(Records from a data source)
:::::

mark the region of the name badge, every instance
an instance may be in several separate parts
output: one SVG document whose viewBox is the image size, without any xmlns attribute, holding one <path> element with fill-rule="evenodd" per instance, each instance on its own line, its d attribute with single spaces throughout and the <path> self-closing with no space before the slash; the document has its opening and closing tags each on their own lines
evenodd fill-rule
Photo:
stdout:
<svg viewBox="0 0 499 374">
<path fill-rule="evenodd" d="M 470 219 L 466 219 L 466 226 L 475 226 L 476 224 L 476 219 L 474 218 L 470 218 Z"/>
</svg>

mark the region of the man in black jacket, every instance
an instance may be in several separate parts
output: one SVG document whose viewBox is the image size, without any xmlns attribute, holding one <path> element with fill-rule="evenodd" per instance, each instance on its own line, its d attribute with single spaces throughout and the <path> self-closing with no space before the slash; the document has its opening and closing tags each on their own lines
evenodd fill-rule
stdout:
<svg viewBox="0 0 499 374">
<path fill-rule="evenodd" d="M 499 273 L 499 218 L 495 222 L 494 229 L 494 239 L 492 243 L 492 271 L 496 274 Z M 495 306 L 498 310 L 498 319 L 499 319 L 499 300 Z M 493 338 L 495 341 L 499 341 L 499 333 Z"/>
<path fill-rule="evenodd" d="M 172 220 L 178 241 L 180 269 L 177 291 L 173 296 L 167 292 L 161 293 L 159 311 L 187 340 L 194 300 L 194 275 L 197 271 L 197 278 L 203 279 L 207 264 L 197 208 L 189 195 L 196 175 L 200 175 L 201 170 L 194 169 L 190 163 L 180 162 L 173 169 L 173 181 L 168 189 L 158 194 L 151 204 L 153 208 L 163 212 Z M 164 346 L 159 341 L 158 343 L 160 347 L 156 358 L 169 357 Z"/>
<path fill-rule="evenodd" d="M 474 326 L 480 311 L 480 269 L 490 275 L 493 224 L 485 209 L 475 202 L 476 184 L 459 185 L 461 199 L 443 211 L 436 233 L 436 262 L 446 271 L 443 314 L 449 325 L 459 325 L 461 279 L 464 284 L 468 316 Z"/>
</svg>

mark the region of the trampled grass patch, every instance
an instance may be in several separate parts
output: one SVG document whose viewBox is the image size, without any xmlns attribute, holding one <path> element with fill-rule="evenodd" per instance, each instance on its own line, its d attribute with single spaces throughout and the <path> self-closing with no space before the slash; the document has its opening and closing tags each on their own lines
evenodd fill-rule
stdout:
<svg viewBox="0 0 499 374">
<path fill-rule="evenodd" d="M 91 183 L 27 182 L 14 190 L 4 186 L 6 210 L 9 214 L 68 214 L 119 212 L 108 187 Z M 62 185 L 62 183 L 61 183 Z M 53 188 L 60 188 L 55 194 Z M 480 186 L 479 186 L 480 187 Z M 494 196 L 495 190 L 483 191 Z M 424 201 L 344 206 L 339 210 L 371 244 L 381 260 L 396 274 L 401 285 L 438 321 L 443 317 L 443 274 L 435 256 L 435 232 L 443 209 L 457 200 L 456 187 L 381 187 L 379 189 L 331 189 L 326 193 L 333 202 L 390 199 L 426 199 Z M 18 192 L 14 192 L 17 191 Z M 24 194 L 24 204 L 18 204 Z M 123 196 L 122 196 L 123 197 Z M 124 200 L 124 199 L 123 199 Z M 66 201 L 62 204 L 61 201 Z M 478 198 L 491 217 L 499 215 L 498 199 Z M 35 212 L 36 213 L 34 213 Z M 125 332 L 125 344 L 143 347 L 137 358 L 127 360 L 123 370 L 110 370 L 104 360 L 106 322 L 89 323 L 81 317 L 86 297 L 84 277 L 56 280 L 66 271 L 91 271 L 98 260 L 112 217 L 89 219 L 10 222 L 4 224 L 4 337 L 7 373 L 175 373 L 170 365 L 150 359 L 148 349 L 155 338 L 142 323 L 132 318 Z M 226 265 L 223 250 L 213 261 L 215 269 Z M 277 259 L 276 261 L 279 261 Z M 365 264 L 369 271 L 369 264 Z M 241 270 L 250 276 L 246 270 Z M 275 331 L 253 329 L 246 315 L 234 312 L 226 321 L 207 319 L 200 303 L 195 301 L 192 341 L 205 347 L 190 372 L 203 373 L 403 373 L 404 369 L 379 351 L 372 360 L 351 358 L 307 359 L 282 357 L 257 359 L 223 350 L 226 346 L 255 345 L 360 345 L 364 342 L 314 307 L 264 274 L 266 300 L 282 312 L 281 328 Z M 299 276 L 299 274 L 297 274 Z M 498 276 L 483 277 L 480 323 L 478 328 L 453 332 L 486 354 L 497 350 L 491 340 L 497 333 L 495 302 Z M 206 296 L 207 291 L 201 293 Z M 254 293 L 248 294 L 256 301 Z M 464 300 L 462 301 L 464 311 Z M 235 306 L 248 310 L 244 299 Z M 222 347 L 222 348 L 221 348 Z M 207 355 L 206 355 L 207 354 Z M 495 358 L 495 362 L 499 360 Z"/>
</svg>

:::::

Exercise goal: Set out every line of the items above as a single numbered list, leaving out the blank lines.

Problem solution:
1. mark the region of the name badge, every instance
2. an instance may be in several separate parts
3. output: one SVG document whose viewBox is the image size, without any xmlns attribute, holding one <path> element with fill-rule="evenodd" per instance, each instance on its own line, its d attribute with single spaces throughout and the <path> self-closing with no space before the slash; the document has its opening and closing tags each on their own lines
4. evenodd fill-rule
5. Photo:
6. stdout:
7. <svg viewBox="0 0 499 374">
8. <path fill-rule="evenodd" d="M 470 219 L 466 219 L 466 226 L 475 226 L 476 224 L 476 219 L 474 218 L 470 218 Z"/>
9. </svg>
10. mark the region of the man in black jacket, every instance
11. an instance may be in several separate parts
12. output: one SVG document whose viewBox is the image size, without any xmlns attribute, holding one <path> element with fill-rule="evenodd" per instance, each instance on its own line, its d attribute with single spaces throughout and the <path> self-closing with no space before the slash; the document has its opening and closing tags each on their own lines
13. evenodd fill-rule
14. stdout:
15. <svg viewBox="0 0 499 374">
16. <path fill-rule="evenodd" d="M 499 273 L 499 218 L 495 222 L 494 229 L 494 239 L 492 243 L 492 271 L 496 274 Z M 495 306 L 498 310 L 498 319 L 499 319 L 499 300 Z M 493 338 L 495 341 L 499 341 L 499 333 Z"/>
17. <path fill-rule="evenodd" d="M 172 220 L 178 241 L 180 269 L 177 291 L 173 296 L 167 292 L 161 293 L 159 311 L 187 340 L 194 300 L 194 275 L 197 271 L 197 278 L 203 279 L 207 264 L 197 208 L 189 195 L 196 175 L 200 175 L 201 170 L 194 169 L 190 163 L 180 162 L 173 169 L 173 181 L 168 189 L 158 194 L 151 204 L 153 208 L 163 212 Z M 164 346 L 159 341 L 158 343 L 160 347 L 156 358 L 169 357 Z"/>
18. <path fill-rule="evenodd" d="M 474 326 L 480 311 L 480 269 L 490 275 L 493 224 L 485 209 L 475 202 L 476 184 L 459 185 L 461 199 L 443 211 L 436 233 L 436 262 L 446 271 L 443 314 L 449 325 L 459 325 L 461 279 L 464 284 L 468 316 Z"/>
19. </svg>
20. mark the region of the trampled grass patch, every instance
21. an instance may be in several separate parts
22. output: one SVG document whose viewBox is the image size, without any xmlns attribute, holding one <path> element with fill-rule="evenodd" per instance, each instance on its own line, its d attribute with single spaces throughout and the <path> self-closing with no space before the slash; the document has its opening and closing tags each on their own lines
23. evenodd fill-rule
24. stdout:
25. <svg viewBox="0 0 499 374">
26. <path fill-rule="evenodd" d="M 91 183 L 27 182 L 14 190 L 4 186 L 6 210 L 9 214 L 68 214 L 119 212 L 108 187 Z M 62 185 L 62 183 L 61 183 Z M 53 188 L 60 188 L 55 194 Z M 480 186 L 479 186 L 480 187 Z M 494 196 L 495 190 L 483 191 Z M 424 201 L 344 206 L 339 210 L 371 244 L 381 260 L 396 274 L 401 285 L 438 321 L 443 317 L 443 274 L 435 256 L 435 232 L 443 209 L 457 200 L 456 187 L 381 187 L 379 189 L 331 189 L 326 193 L 333 202 L 390 199 L 426 199 Z M 18 192 L 14 192 L 17 191 Z M 24 194 L 24 204 L 18 204 Z M 123 196 L 122 196 L 123 197 Z M 124 200 L 124 199 L 123 199 Z M 66 201 L 62 204 L 61 201 Z M 478 198 L 491 217 L 499 215 L 498 199 Z M 35 212 L 36 213 L 34 213 Z M 125 332 L 125 344 L 143 347 L 137 358 L 127 360 L 123 370 L 110 370 L 104 360 L 106 322 L 89 323 L 81 317 L 86 297 L 84 277 L 56 280 L 66 271 L 91 271 L 98 260 L 112 217 L 89 219 L 10 222 L 4 224 L 4 337 L 7 373 L 175 373 L 170 365 L 150 359 L 148 349 L 155 338 L 142 323 L 132 318 Z M 226 265 L 223 250 L 213 261 L 215 269 Z M 277 259 L 276 261 L 279 261 Z M 365 264 L 369 271 L 369 264 Z M 241 270 L 250 276 L 246 270 Z M 275 331 L 253 329 L 246 315 L 234 312 L 226 321 L 207 319 L 200 303 L 195 301 L 192 341 L 205 347 L 190 372 L 203 373 L 403 373 L 404 369 L 379 351 L 372 360 L 351 358 L 307 359 L 282 357 L 257 359 L 223 350 L 226 346 L 255 345 L 360 345 L 364 342 L 314 307 L 264 274 L 266 300 L 282 312 L 281 328 Z M 299 276 L 299 274 L 297 274 Z M 498 276 L 483 277 L 480 323 L 478 328 L 453 332 L 486 354 L 497 350 L 491 340 L 497 333 L 495 302 Z M 206 296 L 207 291 L 201 293 Z M 254 293 L 248 294 L 256 301 Z M 464 300 L 462 301 L 464 311 Z M 235 306 L 248 310 L 244 299 Z M 222 347 L 222 348 L 221 348 Z M 207 355 L 206 355 L 207 354 Z M 495 358 L 495 362 L 499 360 Z"/>
27. </svg>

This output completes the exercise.